**Document section**
::::::

WHO issues pessimistic tuberculosis report as funding gap grows, coincidence with HIV rises
The number of people infected with both tuberculosis and HIV is twice what researchers previously thought, top health officials said Tuesday.
The World Health Organization's annual report on TB, presented in Rio, indicates that there were 1.37 million cases of people with both TB and HIV in 2007, the latest year for which statistics are available. About 700,000 people were infected with both in 2006, according to a report released by WHO last year.
Researchers attribute the numbers mostly to more widespread testing and reporting. They say direct information on the HIV status among TB patients is now available from 64 nations–up from just 13 nations in recent years. More reporting is also coming from Africa, where 79 percent of the dual-infection cases were reported.
In 2007, 1.3 million people died from TB, while another 465,000 people who had both TB and HIV died. About 1.5 million people died in 2006 from TB, according to WHO's report last year. It was not clear how many of those who died also were infected with HIV.
WHO researchers said the new data means HIV-positive people are about 20 times more likely than HIV-negative people to develop TB in countries where HIV is at epidemic levels, and between 26 and 37 times more likely to develop TB where HIV prevalence is lower.
In a message to mark World TB Day, U.N. Secretary-General Ban Ki-moon said the epidemic is continuing to decline "but the rate of decline is far too slow, and TB still takes a life every 20 seconds."
"Millions of people are benefiting from treatment through coordinated national efforts, but millions more are still missing out," he said in the message released at U.N. headquarters in New York. "Unless we accelerate action, the numbers of those falling ill will continue to grow."
The WHO's annual report had other pessimistic points: an expected $1.6 billion gap in funding needed to fight the disease this year and an increase in the number of cases of drug-resistant TB.

::::::

**Directions**
1. According to the tuberculosis article, how many people had both TB and HIV in 2007?
2. Please continue the tuberculosis article, picking up after its final sentence.

::::::

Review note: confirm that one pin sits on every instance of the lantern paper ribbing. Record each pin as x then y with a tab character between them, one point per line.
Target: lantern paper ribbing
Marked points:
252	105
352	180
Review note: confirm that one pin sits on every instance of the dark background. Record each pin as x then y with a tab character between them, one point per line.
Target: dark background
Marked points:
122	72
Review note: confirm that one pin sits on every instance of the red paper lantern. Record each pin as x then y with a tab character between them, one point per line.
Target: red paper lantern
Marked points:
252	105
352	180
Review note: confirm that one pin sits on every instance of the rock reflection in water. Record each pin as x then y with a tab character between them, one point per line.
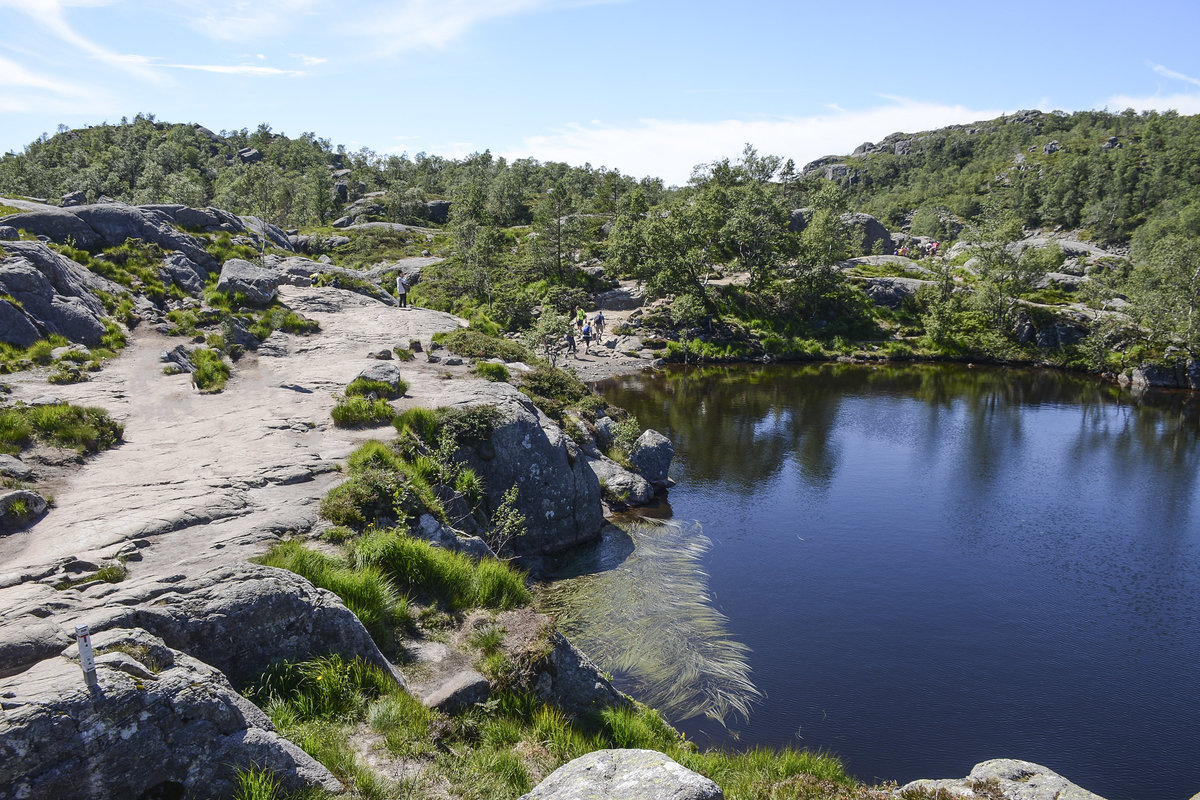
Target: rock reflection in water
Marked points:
639	603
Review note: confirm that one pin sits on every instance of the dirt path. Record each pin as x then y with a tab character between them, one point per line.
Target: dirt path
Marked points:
205	476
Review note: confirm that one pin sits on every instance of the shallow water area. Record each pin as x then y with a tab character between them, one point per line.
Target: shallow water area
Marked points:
935	565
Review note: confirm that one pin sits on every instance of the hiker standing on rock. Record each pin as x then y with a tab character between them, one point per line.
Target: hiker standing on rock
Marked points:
402	290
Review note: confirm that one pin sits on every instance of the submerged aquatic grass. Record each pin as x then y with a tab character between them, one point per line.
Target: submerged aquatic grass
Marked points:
649	619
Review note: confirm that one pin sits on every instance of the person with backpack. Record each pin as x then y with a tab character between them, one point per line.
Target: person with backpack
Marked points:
402	290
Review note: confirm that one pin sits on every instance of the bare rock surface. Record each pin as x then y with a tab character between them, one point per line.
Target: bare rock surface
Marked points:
162	722
624	775
1008	779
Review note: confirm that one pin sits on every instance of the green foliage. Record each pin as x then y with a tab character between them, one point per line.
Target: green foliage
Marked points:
61	425
493	372
211	371
365	590
451	579
364	386
474	344
357	411
508	523
552	390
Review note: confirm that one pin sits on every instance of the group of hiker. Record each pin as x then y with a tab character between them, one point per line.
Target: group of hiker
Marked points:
922	250
588	330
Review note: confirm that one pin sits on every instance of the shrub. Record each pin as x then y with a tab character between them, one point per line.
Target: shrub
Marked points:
421	422
474	344
40	353
365	591
84	429
552	390
449	578
360	413
211	371
364	386
493	372
325	689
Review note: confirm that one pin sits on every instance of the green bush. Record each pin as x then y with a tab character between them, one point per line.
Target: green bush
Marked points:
361	413
421	422
328	689
366	591
364	386
552	390
211	371
84	429
493	372
474	344
449	578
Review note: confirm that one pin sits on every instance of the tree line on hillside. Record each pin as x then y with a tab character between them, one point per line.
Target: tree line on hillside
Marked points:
529	235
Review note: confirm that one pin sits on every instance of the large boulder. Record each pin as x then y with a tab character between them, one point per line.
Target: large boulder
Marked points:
156	723
256	283
874	235
557	492
619	486
621	299
1008	780
55	295
652	456
239	619
108	224
891	293
438	211
624	775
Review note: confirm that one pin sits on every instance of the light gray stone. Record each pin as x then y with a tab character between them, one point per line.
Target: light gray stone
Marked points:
652	456
1014	780
19	507
621	487
13	467
162	721
624	775
256	283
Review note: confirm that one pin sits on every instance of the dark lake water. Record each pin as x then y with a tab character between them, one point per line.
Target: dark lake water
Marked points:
923	567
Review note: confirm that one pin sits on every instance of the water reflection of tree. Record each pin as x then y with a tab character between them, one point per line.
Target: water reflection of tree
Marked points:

::::::

**Numbered answers**
1. 1.37 million people.

2.
"We have a situation with very little progress, particularly in Africa and Eastern and Central Europe," said Tido von Schoen-Angerer, the executive director of Doctors Without Borders, who was attending the TB conference. "There is no room anywhere in this report for congratulations."
The survey estimates that 9.27 million people around the globe had TB in 2007–slightly up from 9.24 million in 2006.
That amounts to a per capita rate of 139 per 100,000 people globally, the report states. That pace, a drop of less than 1 percent a year, has continued for the past several years, said Mario Raviglione, director of the WHO's Stop TB program.
He said it would take millennia to wipe out the disease at that rate.
Multiple-drug-resistant cases of TB also rose in 2007 to 500,000. Such cases are more difficult to treat and have a higher rate of deaths.
Aggravating the fight against TB is the global financial crisis.
Michel Kazatchkine, executive director of the U.N.-backed Global Fund to Fight AIDS, Tuberculosis and Malaria, said funding for programs to fight TB will fall $1.6 billion short in 2009, a gap he estimates will reach at least $4 billion in 2010.
"The crisis is severely affecting developing nations," he said. "But countries should realize health costs are an investment for development and not just a strain on budgets."
Asia registered the most TB cases in 2007, with 55 percent, while Africa had 31 percent. Among nations, India had the most cases with 2 million, China had 1.3 million and Indonesia 530,000.